Problem details:
Gather every line of the items below that contains the word "onion", and copy each such line unchanged.

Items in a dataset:

☆ ☆ ☆ ☆ ☆

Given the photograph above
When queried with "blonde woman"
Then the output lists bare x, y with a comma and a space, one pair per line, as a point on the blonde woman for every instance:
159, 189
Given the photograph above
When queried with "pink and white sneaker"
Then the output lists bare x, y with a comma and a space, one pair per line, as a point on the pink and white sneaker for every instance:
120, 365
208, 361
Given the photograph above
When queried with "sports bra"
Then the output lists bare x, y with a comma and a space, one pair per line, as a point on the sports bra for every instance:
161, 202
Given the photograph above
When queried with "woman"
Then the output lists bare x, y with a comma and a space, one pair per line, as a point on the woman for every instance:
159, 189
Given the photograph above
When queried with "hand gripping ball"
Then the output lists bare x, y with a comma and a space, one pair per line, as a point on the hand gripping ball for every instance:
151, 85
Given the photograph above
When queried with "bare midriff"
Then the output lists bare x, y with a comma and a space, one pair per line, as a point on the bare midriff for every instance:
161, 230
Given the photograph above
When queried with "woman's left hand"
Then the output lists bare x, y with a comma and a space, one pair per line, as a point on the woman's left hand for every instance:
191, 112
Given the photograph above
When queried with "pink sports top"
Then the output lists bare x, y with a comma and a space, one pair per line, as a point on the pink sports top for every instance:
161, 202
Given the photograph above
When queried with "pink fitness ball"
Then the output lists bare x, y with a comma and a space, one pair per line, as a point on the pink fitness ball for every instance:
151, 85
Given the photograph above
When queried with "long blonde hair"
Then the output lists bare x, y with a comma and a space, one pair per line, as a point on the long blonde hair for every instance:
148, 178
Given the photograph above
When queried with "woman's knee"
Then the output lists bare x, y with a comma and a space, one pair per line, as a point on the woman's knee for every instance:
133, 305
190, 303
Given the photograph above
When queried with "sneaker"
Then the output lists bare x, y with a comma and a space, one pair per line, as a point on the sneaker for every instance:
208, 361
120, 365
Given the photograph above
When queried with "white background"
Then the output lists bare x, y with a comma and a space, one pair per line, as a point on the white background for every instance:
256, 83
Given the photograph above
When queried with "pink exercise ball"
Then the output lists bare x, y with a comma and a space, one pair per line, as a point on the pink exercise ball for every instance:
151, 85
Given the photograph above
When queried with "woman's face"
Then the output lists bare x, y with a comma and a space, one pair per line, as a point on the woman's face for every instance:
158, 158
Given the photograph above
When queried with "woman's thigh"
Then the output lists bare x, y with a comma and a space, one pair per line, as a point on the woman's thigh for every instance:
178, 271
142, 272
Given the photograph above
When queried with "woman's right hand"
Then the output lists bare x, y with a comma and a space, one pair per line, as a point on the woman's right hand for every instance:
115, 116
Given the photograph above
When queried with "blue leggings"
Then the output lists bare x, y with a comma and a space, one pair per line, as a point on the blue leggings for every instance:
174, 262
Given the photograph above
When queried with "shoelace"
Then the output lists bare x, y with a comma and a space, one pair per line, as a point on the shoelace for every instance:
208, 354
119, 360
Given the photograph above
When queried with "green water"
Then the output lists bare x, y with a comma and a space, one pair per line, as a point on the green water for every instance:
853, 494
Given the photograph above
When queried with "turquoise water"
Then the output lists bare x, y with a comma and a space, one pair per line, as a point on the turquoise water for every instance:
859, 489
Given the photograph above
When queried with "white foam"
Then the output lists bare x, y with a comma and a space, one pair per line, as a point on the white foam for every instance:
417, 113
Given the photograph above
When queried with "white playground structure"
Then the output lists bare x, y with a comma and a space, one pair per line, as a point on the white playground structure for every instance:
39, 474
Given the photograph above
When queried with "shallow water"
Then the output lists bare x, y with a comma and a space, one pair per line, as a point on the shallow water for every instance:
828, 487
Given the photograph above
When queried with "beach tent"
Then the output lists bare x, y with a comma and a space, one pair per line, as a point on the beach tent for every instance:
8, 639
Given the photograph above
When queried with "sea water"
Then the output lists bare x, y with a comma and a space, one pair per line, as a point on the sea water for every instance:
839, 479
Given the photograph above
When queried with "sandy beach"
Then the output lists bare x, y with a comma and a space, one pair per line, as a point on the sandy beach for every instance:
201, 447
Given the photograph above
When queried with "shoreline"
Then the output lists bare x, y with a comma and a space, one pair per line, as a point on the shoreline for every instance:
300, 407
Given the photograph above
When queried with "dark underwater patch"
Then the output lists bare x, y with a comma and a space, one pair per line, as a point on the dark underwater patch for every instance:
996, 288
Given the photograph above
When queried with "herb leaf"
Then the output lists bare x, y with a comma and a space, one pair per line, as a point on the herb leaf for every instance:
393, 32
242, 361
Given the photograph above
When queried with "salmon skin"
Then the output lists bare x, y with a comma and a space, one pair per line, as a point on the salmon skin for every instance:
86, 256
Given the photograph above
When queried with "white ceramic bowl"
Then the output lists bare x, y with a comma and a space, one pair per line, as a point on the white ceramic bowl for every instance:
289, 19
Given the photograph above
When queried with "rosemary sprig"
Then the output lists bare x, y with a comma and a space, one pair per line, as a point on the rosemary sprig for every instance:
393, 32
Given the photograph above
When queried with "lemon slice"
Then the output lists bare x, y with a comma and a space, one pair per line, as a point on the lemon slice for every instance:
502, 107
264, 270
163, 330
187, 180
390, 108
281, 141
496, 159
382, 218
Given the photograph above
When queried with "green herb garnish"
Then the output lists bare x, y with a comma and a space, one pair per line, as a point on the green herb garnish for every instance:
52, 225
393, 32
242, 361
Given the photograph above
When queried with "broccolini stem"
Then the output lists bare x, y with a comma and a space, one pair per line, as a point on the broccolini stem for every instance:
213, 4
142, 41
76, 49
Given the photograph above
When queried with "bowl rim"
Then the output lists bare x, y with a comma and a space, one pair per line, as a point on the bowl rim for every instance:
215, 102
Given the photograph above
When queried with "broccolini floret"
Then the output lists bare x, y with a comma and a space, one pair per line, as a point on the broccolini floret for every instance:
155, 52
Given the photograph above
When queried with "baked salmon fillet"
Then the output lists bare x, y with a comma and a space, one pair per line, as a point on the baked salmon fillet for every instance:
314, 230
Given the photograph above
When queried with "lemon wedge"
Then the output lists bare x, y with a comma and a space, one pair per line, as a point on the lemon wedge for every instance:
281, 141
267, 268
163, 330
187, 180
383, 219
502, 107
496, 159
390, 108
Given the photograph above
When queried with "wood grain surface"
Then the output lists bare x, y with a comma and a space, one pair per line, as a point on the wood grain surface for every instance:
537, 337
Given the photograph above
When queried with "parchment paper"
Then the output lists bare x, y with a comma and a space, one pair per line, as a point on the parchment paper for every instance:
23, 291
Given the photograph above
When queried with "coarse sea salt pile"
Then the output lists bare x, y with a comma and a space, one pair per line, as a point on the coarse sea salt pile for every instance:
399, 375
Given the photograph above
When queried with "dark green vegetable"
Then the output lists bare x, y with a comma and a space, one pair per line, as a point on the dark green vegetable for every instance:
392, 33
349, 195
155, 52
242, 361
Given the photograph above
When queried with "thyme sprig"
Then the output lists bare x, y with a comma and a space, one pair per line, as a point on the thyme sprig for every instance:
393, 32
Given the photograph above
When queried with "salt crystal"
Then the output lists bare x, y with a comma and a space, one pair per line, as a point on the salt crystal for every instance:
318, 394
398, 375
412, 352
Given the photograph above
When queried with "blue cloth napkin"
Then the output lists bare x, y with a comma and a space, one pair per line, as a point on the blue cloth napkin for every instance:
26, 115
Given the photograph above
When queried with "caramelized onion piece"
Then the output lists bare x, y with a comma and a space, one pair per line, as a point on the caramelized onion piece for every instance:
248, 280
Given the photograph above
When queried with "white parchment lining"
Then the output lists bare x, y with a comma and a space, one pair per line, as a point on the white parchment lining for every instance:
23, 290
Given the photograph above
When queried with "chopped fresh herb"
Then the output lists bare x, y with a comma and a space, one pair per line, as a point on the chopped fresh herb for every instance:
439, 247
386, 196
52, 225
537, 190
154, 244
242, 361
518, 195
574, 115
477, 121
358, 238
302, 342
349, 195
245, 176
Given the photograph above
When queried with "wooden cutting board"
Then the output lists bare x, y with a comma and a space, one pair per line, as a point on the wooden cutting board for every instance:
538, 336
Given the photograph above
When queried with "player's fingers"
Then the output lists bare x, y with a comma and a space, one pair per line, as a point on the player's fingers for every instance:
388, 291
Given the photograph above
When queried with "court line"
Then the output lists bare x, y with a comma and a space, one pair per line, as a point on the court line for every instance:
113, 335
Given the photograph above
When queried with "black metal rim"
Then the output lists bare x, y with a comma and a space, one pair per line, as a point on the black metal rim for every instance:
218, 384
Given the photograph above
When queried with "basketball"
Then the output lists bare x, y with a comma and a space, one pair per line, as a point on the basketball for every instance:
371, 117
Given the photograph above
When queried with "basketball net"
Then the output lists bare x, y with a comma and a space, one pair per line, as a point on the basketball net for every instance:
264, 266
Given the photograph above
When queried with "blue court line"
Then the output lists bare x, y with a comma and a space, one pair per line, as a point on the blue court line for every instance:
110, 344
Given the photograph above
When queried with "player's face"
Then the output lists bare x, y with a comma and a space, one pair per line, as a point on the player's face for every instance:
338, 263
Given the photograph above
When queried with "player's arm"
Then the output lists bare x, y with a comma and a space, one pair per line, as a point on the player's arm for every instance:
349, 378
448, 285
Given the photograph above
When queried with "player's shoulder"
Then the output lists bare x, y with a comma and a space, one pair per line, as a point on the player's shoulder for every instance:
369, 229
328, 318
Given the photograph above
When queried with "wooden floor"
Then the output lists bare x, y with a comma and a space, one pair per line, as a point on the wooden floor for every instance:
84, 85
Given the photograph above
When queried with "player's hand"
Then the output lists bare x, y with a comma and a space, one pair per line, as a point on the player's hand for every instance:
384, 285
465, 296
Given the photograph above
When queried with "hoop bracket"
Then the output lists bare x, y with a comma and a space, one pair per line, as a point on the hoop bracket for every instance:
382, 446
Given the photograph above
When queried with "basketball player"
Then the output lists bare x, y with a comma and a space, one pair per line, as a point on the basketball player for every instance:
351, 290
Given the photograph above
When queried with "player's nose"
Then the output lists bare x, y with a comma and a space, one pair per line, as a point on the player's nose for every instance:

☆ ☆ ☆ ☆ ☆

Written response:
When queried with "caramelized onion piece"
Then the output lists bare x, y with a comma and a space, one pair per line, as a point on the caramelized onion piece for every instance:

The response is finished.